* [About this exercise]: Reproduce the line containing "Need: x and y for each instance of the sunlit" and every line after it through the end of the records. Include nothing else.

* [Given data]:
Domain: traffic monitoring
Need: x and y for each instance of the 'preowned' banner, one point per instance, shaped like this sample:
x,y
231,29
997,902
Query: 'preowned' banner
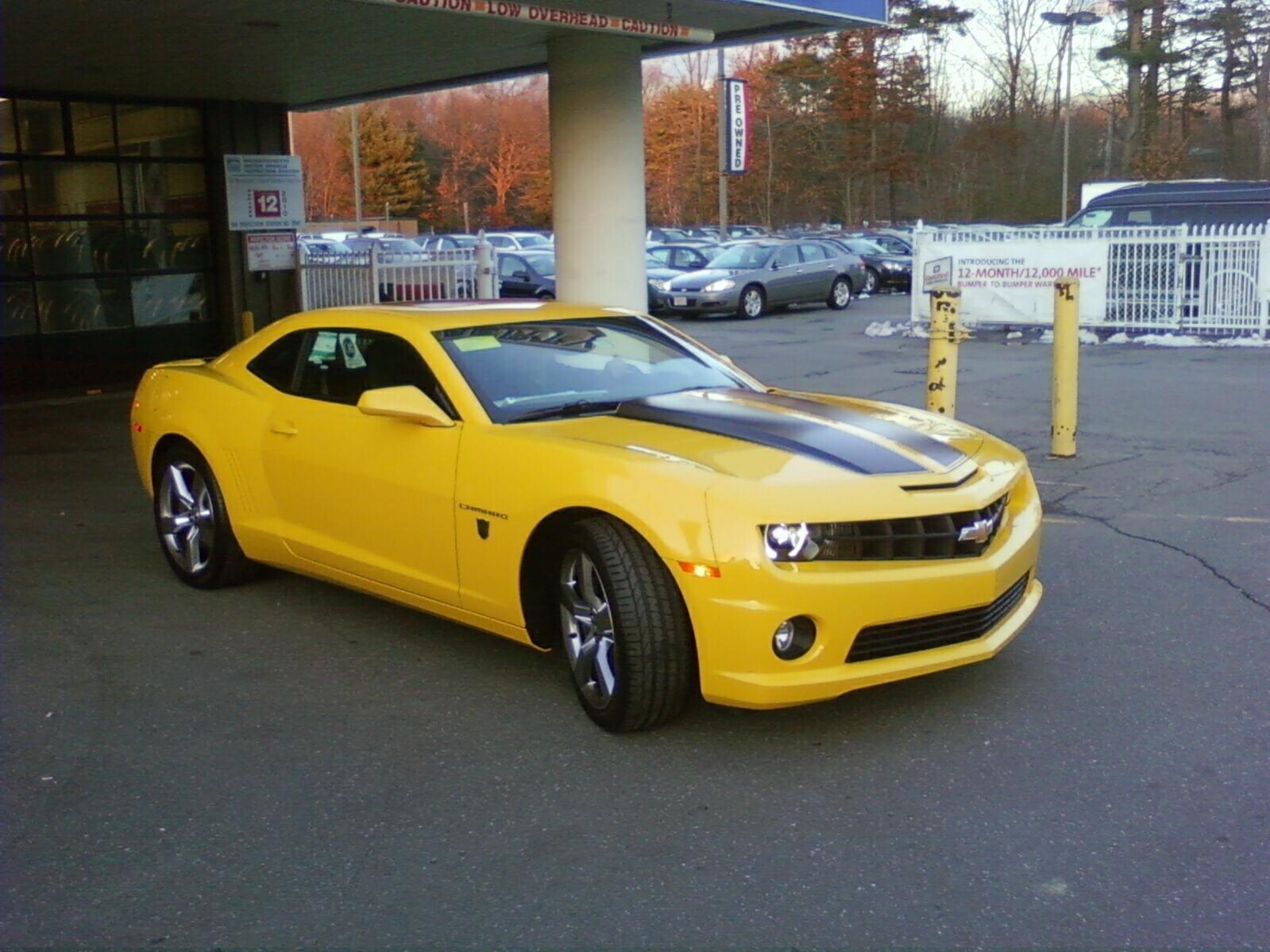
x,y
737,160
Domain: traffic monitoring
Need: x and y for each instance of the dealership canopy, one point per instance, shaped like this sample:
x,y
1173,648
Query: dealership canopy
x,y
313,52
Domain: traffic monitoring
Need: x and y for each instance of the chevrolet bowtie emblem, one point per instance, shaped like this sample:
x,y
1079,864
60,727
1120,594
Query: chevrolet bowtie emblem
x,y
979,531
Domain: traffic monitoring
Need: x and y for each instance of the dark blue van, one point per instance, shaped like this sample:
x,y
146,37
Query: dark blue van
x,y
1178,203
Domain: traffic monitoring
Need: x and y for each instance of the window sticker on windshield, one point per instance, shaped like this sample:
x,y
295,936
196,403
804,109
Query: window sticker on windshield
x,y
324,348
351,353
485,341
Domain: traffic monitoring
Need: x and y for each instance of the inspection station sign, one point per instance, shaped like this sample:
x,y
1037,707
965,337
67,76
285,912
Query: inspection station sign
x,y
1013,281
737,99
264,192
551,17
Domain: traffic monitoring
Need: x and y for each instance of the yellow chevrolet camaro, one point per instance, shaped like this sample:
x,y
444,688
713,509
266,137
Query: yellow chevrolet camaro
x,y
593,480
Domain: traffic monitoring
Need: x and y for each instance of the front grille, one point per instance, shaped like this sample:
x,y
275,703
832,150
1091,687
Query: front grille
x,y
922,538
934,630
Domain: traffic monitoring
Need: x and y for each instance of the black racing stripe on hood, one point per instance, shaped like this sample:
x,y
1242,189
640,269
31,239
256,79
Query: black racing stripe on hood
x,y
936,449
697,410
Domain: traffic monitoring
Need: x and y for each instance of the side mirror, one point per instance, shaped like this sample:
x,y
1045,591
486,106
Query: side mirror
x,y
409,404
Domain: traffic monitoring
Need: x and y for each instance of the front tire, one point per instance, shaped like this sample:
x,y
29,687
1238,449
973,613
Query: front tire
x,y
752,303
840,294
625,631
193,525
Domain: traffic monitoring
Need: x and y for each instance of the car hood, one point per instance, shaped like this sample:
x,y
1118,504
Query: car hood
x,y
663,273
785,439
697,281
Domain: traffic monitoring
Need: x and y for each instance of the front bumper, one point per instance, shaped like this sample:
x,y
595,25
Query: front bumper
x,y
700,303
735,615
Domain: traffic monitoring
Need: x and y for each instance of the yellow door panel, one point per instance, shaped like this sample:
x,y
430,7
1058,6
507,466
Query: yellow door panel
x,y
367,495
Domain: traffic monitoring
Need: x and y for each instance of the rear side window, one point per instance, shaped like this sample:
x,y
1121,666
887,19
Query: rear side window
x,y
276,364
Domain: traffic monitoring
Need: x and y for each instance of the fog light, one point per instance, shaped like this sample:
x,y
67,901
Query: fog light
x,y
794,638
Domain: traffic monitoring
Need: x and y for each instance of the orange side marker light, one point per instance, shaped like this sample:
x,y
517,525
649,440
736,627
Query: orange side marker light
x,y
701,570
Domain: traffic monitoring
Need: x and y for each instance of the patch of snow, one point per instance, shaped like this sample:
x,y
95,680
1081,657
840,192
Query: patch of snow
x,y
1168,341
1242,341
883,329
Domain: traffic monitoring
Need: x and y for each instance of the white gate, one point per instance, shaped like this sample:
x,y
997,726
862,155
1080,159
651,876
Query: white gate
x,y
1198,279
380,277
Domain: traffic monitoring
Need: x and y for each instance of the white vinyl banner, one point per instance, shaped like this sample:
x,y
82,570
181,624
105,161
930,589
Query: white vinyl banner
x,y
1013,282
737,161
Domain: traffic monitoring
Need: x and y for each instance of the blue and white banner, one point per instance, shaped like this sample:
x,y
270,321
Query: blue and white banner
x,y
737,116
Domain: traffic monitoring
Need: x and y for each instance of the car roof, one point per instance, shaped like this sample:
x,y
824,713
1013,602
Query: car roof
x,y
1185,192
445,315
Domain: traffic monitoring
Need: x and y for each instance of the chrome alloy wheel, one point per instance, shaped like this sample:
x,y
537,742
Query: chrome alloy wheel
x,y
587,625
187,519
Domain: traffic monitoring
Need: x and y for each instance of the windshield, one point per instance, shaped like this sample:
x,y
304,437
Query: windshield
x,y
863,246
743,258
542,264
538,367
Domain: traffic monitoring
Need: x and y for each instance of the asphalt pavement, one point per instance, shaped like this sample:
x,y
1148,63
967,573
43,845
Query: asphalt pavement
x,y
294,765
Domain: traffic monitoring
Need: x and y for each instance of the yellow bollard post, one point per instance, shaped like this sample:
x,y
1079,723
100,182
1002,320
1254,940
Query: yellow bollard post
x,y
945,337
1067,348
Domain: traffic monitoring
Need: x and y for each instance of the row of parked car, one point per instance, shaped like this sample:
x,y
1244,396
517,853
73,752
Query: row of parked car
x,y
690,271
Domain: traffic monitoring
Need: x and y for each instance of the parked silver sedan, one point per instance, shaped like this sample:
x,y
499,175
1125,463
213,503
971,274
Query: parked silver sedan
x,y
754,277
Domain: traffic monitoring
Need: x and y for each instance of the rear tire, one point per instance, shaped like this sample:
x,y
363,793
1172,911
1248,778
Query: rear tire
x,y
754,303
840,294
625,631
193,523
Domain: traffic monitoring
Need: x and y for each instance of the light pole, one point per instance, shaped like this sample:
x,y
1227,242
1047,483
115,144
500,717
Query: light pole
x,y
1070,21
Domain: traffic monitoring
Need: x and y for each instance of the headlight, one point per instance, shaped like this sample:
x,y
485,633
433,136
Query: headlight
x,y
791,542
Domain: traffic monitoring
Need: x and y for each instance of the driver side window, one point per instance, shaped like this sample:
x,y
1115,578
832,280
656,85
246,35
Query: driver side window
x,y
511,265
786,256
341,364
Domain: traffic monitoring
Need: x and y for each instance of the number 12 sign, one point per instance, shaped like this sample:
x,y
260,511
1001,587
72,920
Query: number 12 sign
x,y
264,192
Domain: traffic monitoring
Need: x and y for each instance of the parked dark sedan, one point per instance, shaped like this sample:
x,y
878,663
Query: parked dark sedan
x,y
884,269
527,275
752,277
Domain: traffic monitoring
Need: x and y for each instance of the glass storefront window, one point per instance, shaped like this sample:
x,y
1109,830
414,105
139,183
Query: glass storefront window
x,y
10,190
172,131
93,129
78,246
71,188
40,127
168,299
17,309
14,249
158,188
8,137
83,303
168,245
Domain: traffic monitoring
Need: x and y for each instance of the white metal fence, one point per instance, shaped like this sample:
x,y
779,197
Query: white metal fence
x,y
377,276
1198,279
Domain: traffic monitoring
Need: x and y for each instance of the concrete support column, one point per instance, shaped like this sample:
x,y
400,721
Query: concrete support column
x,y
597,169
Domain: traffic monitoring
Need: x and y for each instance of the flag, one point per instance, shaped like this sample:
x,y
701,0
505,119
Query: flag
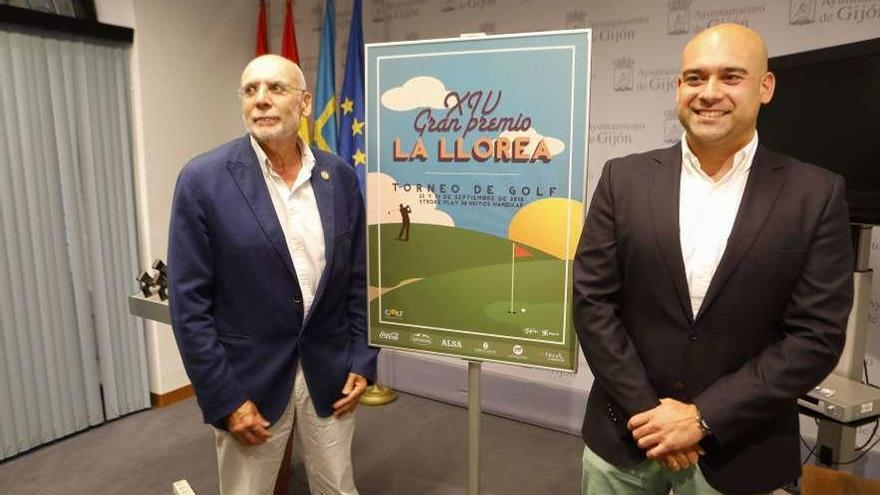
x,y
351,120
262,41
289,51
325,92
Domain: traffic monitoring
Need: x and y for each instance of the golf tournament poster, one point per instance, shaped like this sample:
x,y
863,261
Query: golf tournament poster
x,y
476,184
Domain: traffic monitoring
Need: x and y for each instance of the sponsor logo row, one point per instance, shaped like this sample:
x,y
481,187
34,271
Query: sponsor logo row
x,y
484,348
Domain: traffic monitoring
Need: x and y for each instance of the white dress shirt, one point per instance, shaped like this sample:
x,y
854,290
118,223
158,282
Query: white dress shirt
x,y
707,210
297,211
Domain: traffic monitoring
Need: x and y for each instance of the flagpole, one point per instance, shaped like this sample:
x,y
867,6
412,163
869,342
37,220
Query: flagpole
x,y
512,270
352,144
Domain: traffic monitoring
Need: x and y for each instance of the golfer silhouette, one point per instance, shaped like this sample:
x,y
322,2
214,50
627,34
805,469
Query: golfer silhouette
x,y
404,227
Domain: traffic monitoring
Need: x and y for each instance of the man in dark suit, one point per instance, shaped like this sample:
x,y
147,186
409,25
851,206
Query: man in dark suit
x,y
712,285
267,282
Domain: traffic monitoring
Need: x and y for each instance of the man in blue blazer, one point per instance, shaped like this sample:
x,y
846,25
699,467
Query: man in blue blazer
x,y
267,277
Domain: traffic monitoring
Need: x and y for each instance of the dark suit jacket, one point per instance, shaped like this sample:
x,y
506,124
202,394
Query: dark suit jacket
x,y
236,306
770,327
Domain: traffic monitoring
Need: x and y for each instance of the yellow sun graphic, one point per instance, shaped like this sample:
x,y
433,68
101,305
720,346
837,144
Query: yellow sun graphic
x,y
552,225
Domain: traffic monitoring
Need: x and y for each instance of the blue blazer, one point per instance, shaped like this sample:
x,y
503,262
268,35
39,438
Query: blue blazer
x,y
236,306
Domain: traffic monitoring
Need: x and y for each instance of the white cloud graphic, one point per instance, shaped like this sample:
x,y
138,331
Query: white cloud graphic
x,y
553,144
418,92
383,203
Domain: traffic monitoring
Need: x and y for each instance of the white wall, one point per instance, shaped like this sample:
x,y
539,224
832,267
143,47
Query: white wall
x,y
186,61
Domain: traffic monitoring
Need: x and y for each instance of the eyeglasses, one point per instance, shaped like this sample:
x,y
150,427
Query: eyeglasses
x,y
274,88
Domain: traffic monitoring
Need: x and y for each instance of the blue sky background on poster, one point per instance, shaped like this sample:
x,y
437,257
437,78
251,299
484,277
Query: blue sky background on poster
x,y
462,72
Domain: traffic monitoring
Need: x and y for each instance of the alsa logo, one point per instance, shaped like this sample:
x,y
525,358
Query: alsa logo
x,y
554,356
393,313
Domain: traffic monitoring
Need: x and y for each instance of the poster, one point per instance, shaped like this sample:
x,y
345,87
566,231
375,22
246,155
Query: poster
x,y
476,184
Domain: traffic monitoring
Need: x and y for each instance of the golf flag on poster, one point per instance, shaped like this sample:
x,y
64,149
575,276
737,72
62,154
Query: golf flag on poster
x,y
476,191
289,51
262,38
325,93
351,119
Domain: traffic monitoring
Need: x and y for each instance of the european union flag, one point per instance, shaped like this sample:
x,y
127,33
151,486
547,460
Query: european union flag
x,y
351,122
325,96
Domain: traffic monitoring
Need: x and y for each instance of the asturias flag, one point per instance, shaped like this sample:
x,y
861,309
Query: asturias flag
x,y
351,121
325,96
288,50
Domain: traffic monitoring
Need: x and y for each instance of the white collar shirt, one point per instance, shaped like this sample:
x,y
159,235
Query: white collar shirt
x,y
707,211
297,210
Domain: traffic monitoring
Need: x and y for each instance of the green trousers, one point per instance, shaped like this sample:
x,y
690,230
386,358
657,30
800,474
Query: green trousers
x,y
648,478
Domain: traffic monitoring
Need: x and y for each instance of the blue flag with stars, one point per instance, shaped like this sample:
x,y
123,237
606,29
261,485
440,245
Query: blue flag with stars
x,y
351,121
325,94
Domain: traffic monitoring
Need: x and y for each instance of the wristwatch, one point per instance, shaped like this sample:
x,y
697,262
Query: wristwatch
x,y
704,427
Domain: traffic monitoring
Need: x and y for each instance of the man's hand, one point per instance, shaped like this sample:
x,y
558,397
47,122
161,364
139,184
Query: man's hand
x,y
670,427
354,388
682,459
248,425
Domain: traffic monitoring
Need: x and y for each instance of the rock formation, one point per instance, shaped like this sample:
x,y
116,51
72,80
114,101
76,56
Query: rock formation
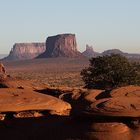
x,y
22,51
62,45
117,51
89,52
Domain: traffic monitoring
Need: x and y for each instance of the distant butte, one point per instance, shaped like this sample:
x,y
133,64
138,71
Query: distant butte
x,y
23,51
62,45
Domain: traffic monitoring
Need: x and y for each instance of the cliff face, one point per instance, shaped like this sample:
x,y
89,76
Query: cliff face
x,y
22,51
89,52
63,45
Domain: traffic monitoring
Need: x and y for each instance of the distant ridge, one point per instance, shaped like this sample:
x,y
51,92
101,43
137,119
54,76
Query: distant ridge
x,y
23,51
90,53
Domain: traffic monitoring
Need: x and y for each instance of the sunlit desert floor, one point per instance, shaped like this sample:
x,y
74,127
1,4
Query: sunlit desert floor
x,y
45,100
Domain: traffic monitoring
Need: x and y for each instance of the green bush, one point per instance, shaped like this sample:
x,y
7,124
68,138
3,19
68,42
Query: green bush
x,y
112,71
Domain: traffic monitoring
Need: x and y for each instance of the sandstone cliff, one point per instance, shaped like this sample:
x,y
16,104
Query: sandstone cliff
x,y
62,45
22,51
89,52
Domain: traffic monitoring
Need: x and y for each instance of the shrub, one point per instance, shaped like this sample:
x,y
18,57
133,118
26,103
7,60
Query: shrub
x,y
112,71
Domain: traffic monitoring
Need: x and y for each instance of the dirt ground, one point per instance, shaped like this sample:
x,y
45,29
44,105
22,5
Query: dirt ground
x,y
51,71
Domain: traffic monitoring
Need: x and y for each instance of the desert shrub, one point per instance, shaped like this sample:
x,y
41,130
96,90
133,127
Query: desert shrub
x,y
112,71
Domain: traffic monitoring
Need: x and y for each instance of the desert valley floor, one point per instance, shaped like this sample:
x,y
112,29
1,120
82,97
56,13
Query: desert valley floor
x,y
45,99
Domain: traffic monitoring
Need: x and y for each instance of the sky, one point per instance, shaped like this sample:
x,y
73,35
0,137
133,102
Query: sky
x,y
104,24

* [Reply]:
Need: x and y for each instance of the sunlit desert floor, one point per instance, shaped like this sample:
x,y
74,127
1,4
Query: sunlit desert floor
x,y
45,100
Domain: traffic monitoring
Need: x and y for each instance of the green bush, one point per instance, shaped like this sample:
x,y
7,124
68,138
3,19
68,42
Query: green bush
x,y
112,71
Domain: traffic monitoring
Need: x and y for each instance of the sandstone cliff, one point per instance, shaped like this sample:
x,y
16,104
Query: sandstone cliff
x,y
62,45
22,51
89,52
Domain: traffic monitoring
Need: x and y for each instance of the shrub, one point per instance, shaped like this sample:
x,y
18,57
133,118
26,103
7,60
Query: shrub
x,y
112,71
Domain: traffic monitoring
Need: x and y for each instance of the dirt ground, one point per instance, shaped like this sample:
x,y
45,29
44,105
22,5
Query: dirt ground
x,y
51,71
Domain: traffic monitoring
Need: x and y for each instance of the desert shrub, one point per instance, shaped like this sample:
x,y
41,130
96,90
133,127
Query: desert shrub
x,y
112,71
Domain: traffic monitoring
Need: x and y for each instance of the desert valley floor, one point per instance, shaped like this sample:
x,y
112,29
1,120
82,97
56,13
Query: desert valley floor
x,y
45,99
Domain: traffic monitoring
Need: x and y for each instance of the sky, one point per instance, shaped like this sample:
x,y
73,35
0,137
133,102
Query: sky
x,y
104,24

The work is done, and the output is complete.